THE PROBLEM
From the material below, pull out every line that contains the string "skin". Case counts.

Part of a data file
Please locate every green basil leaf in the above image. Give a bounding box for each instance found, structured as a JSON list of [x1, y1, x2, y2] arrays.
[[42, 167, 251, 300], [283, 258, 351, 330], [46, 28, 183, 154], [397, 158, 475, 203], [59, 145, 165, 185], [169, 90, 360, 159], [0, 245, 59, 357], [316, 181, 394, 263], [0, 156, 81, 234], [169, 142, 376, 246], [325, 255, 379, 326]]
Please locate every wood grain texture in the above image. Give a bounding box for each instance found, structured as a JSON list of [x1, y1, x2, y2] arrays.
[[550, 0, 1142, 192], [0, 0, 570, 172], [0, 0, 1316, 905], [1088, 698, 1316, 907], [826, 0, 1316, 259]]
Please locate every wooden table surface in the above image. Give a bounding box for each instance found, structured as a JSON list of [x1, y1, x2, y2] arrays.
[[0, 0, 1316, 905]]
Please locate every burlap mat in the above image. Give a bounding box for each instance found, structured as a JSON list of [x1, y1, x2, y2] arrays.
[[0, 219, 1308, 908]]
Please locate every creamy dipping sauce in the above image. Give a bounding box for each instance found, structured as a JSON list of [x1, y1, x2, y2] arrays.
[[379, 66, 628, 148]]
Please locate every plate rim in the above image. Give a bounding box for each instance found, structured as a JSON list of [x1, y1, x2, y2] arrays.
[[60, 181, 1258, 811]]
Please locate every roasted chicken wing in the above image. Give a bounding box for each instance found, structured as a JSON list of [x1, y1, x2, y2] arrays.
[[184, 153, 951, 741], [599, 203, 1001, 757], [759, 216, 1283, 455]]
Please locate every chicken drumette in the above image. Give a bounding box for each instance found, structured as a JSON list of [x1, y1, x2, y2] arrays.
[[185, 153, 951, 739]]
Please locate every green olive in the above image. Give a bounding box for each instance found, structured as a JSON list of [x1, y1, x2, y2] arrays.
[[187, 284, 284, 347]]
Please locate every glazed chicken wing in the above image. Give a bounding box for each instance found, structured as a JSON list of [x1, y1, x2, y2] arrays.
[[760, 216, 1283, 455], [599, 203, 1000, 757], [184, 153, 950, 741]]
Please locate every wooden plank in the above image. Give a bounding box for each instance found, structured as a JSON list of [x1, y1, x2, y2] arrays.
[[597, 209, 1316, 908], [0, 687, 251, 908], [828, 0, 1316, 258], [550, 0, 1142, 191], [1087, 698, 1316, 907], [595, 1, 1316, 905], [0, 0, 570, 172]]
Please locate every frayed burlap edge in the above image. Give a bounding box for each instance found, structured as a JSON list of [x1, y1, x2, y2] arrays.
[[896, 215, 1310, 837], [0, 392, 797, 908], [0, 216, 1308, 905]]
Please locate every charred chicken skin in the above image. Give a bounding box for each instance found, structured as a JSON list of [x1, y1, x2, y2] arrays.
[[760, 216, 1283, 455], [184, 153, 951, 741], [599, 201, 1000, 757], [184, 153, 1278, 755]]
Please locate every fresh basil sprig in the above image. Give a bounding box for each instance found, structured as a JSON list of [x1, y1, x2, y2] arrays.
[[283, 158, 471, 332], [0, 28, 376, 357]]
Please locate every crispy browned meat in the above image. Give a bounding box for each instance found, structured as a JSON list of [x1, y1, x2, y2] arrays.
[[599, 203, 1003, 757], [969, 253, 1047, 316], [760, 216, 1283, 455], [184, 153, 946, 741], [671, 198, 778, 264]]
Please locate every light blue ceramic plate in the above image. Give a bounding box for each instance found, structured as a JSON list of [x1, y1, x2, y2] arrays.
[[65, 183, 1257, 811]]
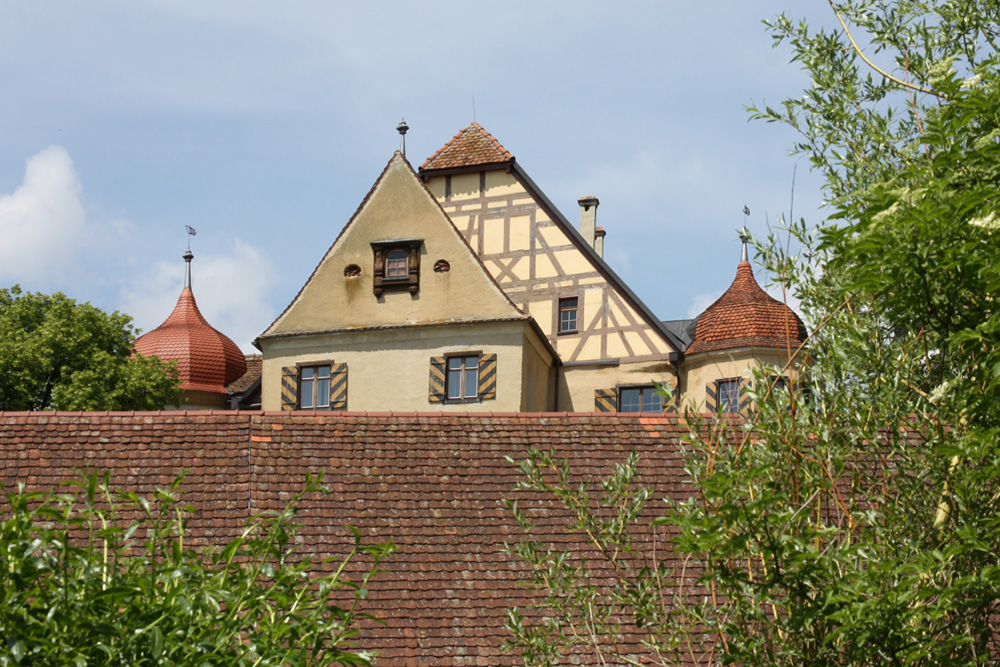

RESPONSE TO THE EXERCISE
Please locate every charred chicken skin in the above image. Give a bounding box for each instance found, structured as a JSON list of [x1, y1, x2, y2] arrays.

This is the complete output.